*Goal of the exercise*. Give an exact copy of every line, leaving images out.

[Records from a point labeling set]

┏━━

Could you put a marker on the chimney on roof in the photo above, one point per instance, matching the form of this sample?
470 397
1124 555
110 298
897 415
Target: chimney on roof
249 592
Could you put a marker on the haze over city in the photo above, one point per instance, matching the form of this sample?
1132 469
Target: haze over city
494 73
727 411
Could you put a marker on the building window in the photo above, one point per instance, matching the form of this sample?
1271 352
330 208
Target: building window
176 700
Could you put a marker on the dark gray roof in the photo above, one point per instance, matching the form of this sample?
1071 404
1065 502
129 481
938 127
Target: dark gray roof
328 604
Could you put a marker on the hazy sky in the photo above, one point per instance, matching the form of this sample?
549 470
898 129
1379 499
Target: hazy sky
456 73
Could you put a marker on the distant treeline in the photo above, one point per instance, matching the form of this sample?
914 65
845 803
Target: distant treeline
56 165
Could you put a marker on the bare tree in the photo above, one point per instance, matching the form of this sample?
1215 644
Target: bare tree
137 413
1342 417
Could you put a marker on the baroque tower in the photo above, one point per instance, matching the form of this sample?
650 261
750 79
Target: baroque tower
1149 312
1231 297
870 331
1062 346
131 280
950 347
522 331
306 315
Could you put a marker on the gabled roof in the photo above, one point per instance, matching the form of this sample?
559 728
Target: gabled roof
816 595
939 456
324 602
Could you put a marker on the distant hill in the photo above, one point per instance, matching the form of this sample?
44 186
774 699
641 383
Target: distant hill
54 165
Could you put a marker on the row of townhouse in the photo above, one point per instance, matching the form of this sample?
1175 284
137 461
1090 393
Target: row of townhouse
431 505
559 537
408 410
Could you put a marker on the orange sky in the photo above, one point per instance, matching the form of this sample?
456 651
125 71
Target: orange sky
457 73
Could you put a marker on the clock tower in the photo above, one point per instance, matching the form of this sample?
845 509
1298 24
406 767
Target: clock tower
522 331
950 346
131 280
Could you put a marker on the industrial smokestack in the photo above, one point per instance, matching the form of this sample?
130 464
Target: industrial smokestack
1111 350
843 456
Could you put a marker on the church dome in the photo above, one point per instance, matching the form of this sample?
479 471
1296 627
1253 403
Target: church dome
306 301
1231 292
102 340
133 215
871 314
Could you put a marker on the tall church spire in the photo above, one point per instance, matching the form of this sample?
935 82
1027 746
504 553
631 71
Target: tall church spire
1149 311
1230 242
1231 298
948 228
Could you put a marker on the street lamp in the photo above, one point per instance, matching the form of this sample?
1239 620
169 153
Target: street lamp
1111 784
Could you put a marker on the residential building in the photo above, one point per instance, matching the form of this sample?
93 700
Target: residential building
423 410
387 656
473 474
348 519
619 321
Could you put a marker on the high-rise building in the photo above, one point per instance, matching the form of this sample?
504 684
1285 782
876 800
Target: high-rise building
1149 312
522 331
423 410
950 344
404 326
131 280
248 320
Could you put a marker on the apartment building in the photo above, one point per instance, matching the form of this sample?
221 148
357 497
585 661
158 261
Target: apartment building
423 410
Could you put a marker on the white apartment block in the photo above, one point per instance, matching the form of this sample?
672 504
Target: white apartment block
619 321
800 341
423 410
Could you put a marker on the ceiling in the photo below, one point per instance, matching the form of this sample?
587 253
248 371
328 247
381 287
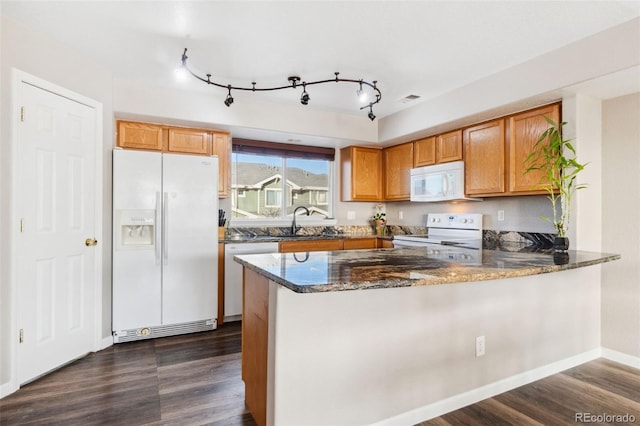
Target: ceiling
422 48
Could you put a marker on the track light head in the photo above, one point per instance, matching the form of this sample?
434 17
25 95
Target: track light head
229 100
304 99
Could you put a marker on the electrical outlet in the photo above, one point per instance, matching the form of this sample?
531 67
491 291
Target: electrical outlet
480 346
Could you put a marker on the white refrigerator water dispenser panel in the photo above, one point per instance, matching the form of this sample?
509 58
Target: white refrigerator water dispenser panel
135 229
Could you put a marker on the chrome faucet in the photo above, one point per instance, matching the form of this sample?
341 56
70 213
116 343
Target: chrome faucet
294 228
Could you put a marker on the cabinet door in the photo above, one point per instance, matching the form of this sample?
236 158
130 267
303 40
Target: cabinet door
524 131
424 152
361 174
140 135
484 153
384 243
360 243
309 245
222 148
449 147
397 161
189 141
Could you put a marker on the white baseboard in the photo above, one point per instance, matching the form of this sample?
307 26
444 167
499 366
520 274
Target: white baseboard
471 397
7 389
106 342
622 358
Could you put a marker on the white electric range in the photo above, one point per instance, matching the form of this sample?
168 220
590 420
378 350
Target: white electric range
450 236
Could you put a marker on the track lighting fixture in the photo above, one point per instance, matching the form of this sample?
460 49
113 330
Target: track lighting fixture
304 99
229 100
294 81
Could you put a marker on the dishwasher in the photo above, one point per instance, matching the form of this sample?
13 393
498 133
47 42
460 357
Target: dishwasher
233 275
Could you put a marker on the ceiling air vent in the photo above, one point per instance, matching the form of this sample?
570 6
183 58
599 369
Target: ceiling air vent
409 98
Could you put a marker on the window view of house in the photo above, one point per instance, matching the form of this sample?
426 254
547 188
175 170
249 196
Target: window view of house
271 187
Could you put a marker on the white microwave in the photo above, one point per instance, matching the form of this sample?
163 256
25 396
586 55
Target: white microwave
441 182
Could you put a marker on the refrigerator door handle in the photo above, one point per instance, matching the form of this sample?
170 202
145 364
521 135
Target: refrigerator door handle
157 227
165 220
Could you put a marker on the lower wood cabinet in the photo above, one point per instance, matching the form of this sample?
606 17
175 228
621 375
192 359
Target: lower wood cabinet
255 343
309 245
329 245
360 243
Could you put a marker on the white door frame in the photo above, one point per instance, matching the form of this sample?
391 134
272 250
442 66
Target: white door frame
18 77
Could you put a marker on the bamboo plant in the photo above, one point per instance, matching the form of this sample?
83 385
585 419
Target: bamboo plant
556 158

┗━━

*Complete answer*.
Could you put a marker on the chimney on roof in the photo above, one point per instance, matching the form of this sample?
470 397
1124 555
110 298
897 415
Target: chimney on roof
249 592
Could you put a marker on the haze over city in the photo above, one point per instance, matching the form of this sample?
1132 469
Target: haze over city
494 73
727 411
Could you put a marker on the building window in the photo above, one point per instance, matching the form of this sample?
1271 352
330 208
Target: building window
176 700
Could you put a marker on the dark gray roof in the photo above, one point per instance, matching the form of this sample?
1071 404
1065 502
129 481
938 127
Target: dark gray roof
328 604
Could you put a marker on the hazy sky in the photo above, one point per instance, matching the form of this sample?
549 470
898 129
1379 499
Target: hazy sky
456 73
Could you put a marker on the distant treeline in the photo above, one point per instance, matching the form of this sample?
914 65
845 803
Target: distant treeline
56 165
Could you put a marker on the bare tree in the photo above, one point per instance, matching the form of this sample?
1215 644
Target: bare tree
137 413
1342 417
Could you put a marker on the baroque tower in the photo above, one point per instance, matching the form of this sample?
650 261
750 79
Target: baroque tower
1149 312
1231 297
870 331
1062 346
131 280
950 347
522 331
306 315
Could you put a marker on the gabled roof in the photo above, one point per instance, matching the form of this sample?
559 728
Target: gabled roof
816 595
939 456
324 602
Could you put a marker on the distant hill in the photo above, one point per instance, matching the form of this sample?
44 186
774 699
641 383
Target: distant hill
54 165
Could you put a marker on the row of townhouse in the photo above, one point per instance, matching the form of this sample?
1175 284
137 461
1090 393
Target: row of townhouse
431 505
559 537
408 410
Could you put a marker on the orange sky in the photo above, one point per instance, matching the form of this sample?
456 651
125 71
Target: orange sky
457 73
Could you put a marker on the clock tower in the photo above, one point per instance, matching the form of this sample?
845 509
1298 24
406 767
Target: clock tower
522 331
950 346
131 280
Could you put a marker on the industrial smokestack in the photo above, one point per instance, matching the form of this sample?
130 464
Target: industrial smokestack
1111 350
843 456
Could you put a marker on the church dome in the photo above, one point per instance, matching the form of this sample?
479 471
1296 627
1253 403
Target: church dome
306 301
1231 292
102 340
133 215
871 314
Could you put a marker on the tall church spire in the photo above, one point per instance, matching the form of this sample?
935 82
1027 746
504 553
631 71
Target: tall church spire
1149 311
1230 242
1231 298
948 228
Could you put a marker on the street lamp in the photo above, one point per instance, matching the form of this sample?
1239 620
169 153
Target: street lamp
1111 784
Could you put a marker on the residential building in the photo above, one point per instance, matching the form of this sample?
93 700
Target: residential building
423 410
387 656
473 474
348 519
619 321
Could you put a marker on the high-rise building in the photo above, one point per instance, matching the form of this sample?
504 684
1285 782
876 800
Target: high-rise building
1149 312
522 331
423 410
950 344
404 326
131 280
248 320
Could you put a marker on the apartment building in the photo above, one point per instance, matching the form of this sample?
221 148
357 497
585 661
158 261
Target: apartment building
423 410
Could you put a marker on the white apartment block in the photo above, one point per instance, matching the form of this sample?
672 504
Target: white apartment block
619 321
800 341
423 410
Could you put a marker on the ceiling in the photo below, one point per instance, matching the form of this sample?
587 253
248 371
328 247
381 287
Target: ceiling
422 48
Could you put a marker on the track light head in the photo above, one point per instance, matching the form of this sample?
434 17
25 95
Target: track light head
229 100
304 99
Could you put a marker on the electrical outlet in the photo above, one point per instance, matching the form of this sample?
531 67
491 291
Target: electrical outlet
480 346
Could you put a marker on the white refrigerator water dispenser panel in the photo above, one point per instance, matching the form of this sample?
509 58
Target: white refrigerator water dispenser panel
135 229
Could you put a marker on the chrome faucet in the photo above, one point per instance, matching the form of this sample?
341 56
70 213
116 343
Target: chrome faucet
294 228
Could you put a marker on the cabinet door in the photo above, one point per instance, matching the form of this sample?
236 158
130 267
303 40
Target: cabinet door
524 131
424 152
361 174
140 135
484 153
384 243
360 243
309 245
222 148
449 147
397 161
189 141
Could you put a marker on the white baseboard in the photo above, one point per instance, matching the form of this sample?
307 26
444 167
499 366
520 274
Target: white baseboard
471 397
7 389
106 342
622 358
Could you put a marker on the white electric range in the photo above, one point per instance, matching the form of this sample?
168 220
590 420
378 350
Target: white electric range
450 236
Could you put a marker on the track lighting fixture in the photo above, one point per instance, matching the form of this sample?
460 49
113 330
Target: track lighting fixture
304 99
229 100
294 81
Could you put a marker on the dishwasher in the photo above, one point per instance, matching the form of this sample?
13 393
498 133
47 42
460 357
Target: dishwasher
233 275
Could you put a marker on the ceiling air vent in the photo above, one point per instance, matching the form of this sample?
570 6
183 58
599 369
Target: ceiling air vent
409 98
Could you put a marker on the window view of house in the photo above, one point per instance, matching the form of this sample?
426 254
547 188
175 170
249 196
Target: window view of house
271 187
Could you put a marker on the white microwave in the photo above, one point per instance, matching the form of this sample?
163 256
25 396
586 55
Target: white microwave
441 182
Could you put a marker on the refrigerator door handle in the photo above, one point per instance, matching the form of this sample?
170 202
145 364
521 135
Target: refrigerator door handle
157 227
165 220
Could you put a marker on the lower wood cabinet in the photo above, one point per instance, matching the form of this sample?
606 17
175 228
621 375
192 359
Target: lower wood cabinet
255 343
309 245
329 245
360 243
Could you put a marker on the white door frame in the photo above, one point per instance, matching the form of this sample?
391 134
272 250
442 66
Target: white door frame
18 77
Could you put a marker on the bamboo plant in the photo above, one point per instance, matching the form of this sample?
83 385
585 419
Target: bamboo plant
556 158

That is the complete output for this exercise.